__TASK REQUIREMENTS__: Where the line containing "Practice. Find the rear window" appears in the records below, begin there and write out each line exactly until the last one, and nothing more.

[Records drawn from a dataset]
****************************************

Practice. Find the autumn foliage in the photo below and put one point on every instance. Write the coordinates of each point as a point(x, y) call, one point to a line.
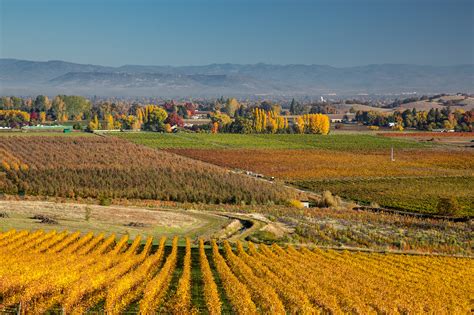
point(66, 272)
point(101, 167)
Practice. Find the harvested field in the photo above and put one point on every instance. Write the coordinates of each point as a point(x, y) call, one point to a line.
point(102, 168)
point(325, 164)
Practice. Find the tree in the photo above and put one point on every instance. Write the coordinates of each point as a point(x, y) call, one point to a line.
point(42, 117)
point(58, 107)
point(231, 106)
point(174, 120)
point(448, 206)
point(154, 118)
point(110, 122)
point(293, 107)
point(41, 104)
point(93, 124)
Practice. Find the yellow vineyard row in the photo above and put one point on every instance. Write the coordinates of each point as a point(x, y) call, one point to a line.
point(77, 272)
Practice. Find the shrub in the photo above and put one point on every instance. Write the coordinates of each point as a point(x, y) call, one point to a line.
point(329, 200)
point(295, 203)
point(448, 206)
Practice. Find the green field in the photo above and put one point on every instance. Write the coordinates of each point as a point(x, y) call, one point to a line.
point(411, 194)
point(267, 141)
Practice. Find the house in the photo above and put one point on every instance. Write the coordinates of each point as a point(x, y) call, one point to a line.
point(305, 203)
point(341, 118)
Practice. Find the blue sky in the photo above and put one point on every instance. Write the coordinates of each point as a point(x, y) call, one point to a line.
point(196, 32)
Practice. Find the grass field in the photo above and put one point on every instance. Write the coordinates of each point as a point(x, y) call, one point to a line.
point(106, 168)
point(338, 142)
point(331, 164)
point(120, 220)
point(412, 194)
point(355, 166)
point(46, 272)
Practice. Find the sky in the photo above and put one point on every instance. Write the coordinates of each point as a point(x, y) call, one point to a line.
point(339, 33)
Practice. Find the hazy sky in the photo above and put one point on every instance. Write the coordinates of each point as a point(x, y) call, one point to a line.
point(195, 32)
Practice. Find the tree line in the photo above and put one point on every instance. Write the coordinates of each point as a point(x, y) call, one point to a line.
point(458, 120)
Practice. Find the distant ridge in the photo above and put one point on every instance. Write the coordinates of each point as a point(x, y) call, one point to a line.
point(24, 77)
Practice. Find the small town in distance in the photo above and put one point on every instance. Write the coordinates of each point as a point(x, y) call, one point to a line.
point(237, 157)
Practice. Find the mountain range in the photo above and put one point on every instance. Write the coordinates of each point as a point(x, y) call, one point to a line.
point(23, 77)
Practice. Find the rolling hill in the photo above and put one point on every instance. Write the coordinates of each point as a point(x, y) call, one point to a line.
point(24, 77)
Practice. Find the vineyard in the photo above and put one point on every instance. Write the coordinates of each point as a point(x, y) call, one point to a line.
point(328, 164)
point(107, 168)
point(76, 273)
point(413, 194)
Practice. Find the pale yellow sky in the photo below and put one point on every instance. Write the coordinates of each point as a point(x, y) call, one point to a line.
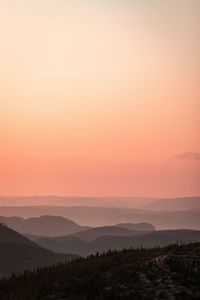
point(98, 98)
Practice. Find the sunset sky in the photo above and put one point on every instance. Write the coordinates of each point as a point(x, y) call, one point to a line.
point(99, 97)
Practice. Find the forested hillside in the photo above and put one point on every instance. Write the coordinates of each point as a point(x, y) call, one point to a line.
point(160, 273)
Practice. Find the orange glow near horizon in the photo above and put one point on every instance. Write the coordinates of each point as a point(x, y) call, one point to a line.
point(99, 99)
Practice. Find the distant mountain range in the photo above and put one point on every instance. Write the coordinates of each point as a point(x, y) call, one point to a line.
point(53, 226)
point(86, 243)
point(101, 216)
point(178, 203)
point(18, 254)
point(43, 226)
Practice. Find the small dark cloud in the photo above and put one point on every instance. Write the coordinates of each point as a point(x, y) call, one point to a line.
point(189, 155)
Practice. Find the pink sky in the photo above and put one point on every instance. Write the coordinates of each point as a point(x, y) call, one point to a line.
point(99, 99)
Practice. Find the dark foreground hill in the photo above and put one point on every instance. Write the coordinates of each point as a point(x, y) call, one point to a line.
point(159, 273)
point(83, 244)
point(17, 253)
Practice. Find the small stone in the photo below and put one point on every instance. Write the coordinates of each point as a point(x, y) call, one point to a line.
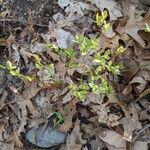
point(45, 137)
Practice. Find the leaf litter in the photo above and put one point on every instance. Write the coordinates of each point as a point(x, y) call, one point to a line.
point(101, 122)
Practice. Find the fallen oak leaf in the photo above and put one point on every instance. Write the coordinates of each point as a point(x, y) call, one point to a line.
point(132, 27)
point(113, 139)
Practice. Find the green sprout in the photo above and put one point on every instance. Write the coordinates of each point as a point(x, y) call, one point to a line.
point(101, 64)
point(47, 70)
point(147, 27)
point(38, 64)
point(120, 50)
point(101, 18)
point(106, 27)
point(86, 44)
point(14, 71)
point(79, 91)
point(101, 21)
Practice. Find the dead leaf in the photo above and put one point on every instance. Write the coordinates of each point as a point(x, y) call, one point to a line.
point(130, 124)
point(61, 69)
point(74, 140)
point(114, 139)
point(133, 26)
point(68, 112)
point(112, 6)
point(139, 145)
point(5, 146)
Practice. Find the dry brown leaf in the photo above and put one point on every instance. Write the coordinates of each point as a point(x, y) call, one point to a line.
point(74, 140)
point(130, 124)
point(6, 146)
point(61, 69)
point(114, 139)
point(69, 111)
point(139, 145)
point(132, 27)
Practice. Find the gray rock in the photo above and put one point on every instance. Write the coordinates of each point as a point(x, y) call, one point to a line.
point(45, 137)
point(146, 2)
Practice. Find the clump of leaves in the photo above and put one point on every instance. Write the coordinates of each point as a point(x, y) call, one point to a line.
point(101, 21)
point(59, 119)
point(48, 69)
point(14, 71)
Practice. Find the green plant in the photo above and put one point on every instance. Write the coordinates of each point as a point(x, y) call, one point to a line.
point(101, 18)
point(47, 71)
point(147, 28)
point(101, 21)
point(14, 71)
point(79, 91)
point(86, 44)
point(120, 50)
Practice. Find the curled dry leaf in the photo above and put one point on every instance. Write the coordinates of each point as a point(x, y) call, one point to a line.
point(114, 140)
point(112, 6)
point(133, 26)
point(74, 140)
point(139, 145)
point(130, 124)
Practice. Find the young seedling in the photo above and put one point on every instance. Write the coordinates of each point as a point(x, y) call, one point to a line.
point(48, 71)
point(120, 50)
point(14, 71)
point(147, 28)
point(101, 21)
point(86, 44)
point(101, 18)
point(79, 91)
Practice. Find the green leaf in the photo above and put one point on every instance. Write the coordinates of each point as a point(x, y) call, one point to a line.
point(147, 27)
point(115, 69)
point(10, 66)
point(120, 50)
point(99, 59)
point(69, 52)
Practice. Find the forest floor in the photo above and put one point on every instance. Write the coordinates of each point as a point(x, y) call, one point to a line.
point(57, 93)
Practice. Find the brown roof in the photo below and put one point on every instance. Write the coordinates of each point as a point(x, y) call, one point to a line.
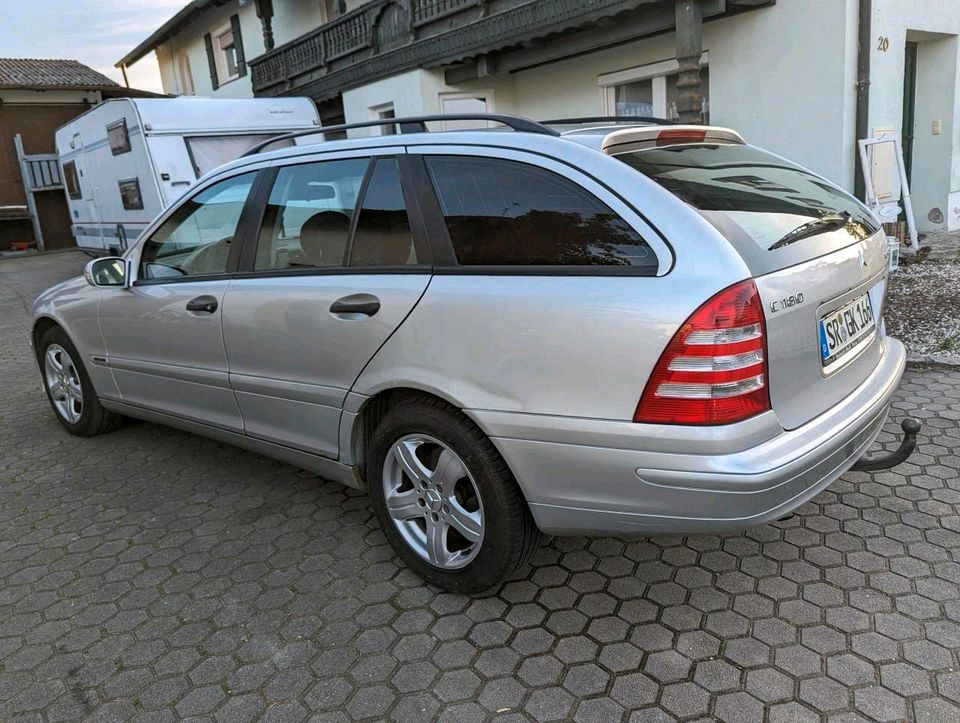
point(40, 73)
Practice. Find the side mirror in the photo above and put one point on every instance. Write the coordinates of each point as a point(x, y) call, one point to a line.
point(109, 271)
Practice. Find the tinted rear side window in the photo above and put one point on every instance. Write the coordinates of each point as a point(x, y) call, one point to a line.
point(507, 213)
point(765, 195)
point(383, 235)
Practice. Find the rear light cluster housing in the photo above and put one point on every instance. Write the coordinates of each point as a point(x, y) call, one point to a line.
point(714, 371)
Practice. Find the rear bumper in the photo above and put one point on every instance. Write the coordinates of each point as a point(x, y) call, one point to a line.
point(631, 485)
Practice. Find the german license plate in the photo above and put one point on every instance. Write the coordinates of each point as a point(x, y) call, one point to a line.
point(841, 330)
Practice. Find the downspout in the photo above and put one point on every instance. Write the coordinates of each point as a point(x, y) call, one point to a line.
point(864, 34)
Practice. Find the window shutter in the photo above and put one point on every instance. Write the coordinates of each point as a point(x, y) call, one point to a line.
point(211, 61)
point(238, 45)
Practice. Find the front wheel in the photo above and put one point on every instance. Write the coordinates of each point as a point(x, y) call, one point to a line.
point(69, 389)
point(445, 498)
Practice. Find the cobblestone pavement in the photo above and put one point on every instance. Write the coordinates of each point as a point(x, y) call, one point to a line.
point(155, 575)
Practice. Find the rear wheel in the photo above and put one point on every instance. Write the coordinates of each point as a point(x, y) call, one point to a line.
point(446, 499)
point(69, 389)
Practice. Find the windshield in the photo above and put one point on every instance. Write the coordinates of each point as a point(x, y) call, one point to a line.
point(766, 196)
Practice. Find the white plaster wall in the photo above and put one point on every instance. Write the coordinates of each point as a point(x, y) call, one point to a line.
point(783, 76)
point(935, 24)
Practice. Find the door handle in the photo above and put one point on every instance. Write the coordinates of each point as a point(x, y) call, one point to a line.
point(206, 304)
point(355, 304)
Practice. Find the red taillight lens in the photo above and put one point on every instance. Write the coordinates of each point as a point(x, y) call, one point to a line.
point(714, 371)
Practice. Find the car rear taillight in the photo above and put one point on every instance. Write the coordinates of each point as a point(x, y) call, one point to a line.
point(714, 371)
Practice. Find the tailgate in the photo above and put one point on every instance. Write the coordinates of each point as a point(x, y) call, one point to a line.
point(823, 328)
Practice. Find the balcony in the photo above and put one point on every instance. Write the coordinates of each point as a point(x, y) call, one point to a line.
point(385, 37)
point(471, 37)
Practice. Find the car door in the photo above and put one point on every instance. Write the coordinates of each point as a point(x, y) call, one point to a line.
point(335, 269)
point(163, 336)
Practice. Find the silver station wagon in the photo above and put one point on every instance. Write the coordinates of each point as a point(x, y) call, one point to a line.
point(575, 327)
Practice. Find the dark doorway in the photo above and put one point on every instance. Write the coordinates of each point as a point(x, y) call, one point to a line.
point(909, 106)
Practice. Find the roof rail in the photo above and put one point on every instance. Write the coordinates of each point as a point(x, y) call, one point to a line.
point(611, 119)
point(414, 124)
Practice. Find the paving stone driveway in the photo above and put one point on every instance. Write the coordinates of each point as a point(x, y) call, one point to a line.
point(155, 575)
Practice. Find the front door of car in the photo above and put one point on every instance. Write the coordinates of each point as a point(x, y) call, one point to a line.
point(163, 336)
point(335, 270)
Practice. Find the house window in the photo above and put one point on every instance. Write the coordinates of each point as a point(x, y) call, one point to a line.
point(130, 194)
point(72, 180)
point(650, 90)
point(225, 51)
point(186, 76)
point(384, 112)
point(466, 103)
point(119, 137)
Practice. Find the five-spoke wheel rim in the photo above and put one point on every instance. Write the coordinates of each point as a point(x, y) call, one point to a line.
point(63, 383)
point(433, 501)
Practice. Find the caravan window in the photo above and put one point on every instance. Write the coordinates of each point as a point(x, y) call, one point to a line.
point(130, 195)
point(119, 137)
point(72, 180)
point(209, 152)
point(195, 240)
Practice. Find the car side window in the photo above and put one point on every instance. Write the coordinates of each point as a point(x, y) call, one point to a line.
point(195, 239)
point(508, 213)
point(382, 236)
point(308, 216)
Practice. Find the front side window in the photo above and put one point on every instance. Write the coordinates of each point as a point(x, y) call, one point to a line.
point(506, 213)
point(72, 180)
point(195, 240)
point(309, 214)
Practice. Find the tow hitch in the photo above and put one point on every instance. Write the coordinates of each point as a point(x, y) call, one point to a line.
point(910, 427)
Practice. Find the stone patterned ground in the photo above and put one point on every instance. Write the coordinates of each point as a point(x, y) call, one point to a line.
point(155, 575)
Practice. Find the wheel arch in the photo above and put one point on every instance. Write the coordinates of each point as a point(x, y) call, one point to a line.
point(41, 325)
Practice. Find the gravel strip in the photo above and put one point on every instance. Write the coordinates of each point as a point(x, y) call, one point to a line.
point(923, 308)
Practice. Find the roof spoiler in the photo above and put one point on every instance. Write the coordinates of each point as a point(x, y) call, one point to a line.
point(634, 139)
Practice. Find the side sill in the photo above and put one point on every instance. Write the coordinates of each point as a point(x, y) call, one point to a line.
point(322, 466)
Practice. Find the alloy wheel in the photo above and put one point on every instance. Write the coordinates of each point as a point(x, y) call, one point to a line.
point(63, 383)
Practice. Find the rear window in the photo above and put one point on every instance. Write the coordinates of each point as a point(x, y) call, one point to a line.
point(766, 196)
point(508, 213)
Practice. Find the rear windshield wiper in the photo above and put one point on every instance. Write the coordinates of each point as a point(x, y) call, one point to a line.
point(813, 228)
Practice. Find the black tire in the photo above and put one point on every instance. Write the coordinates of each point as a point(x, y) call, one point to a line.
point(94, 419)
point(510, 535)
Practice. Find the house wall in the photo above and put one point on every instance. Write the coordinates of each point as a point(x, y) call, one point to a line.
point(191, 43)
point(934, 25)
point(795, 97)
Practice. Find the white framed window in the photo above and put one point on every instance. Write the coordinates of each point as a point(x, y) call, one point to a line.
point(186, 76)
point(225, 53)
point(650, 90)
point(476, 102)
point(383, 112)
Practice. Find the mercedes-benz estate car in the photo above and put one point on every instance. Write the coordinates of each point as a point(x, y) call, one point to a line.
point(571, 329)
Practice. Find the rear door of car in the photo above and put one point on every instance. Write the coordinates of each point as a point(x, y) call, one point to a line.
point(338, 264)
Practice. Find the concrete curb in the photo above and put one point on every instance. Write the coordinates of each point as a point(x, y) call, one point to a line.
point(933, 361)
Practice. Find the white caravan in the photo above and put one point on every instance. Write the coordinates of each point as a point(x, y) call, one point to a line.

****************************************

__THE ANSWER__:
Practice. Find the rear window in the photo above and put one point on every instance. Write the coordinates of each point as a point(x, y) call, one point to a line.
point(766, 196)
point(508, 213)
Practice. Find the rear windshield wiper in the photo above and put one point on every instance. Write the coordinates of each point as a point(x, y) call, one point to a line.
point(813, 228)
Practice. Find the black tire in the photo above and put one point on every instance. Write the coordinates of each point as a point(x, y) call, one point to a line.
point(94, 419)
point(510, 535)
Practice. Find the house wall in the photo above and put one point on every instance. Write the coordinates of each point as a point(x, y) call, one point to a line.
point(191, 43)
point(934, 25)
point(795, 97)
Practice. Find the white framed window in the photo above and put one point on every instance. Write the coordinates of each point as a point(x, y) call, one point to a line.
point(186, 76)
point(225, 53)
point(650, 90)
point(476, 102)
point(383, 112)
Practice. Find the mercedes-benz estate car in the photo above and put one point on every instance. Write the coordinates of each point as a point(x, y) call, one point to a line.
point(571, 329)
Practice. Find the rear door of car in the photo above and put one point on every instance. Write the coordinates of each point as a point(x, y) call, one point to a line.
point(338, 264)
Practice. Find the concrete curb in the photo above and put one point on every instance. Write the coordinates of each point as a point(x, y) call, one point to a line.
point(933, 361)
Practice. Find the white caravan in the photo above and put one point on every instance. Write the coordinates of each point as a point(x, y) call, one point to a line.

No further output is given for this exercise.